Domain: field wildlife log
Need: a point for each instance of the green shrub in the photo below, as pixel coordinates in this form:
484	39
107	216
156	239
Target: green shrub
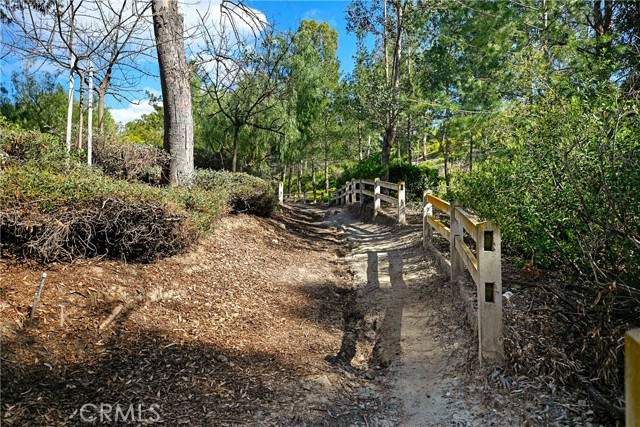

******************************

● **Task instructions**:
Return from the data every line that holds "green".

● **Response box**:
Need: a point for each instance of the green shrub in the photo below, as pixel coordinates in this form:
Target: green shrub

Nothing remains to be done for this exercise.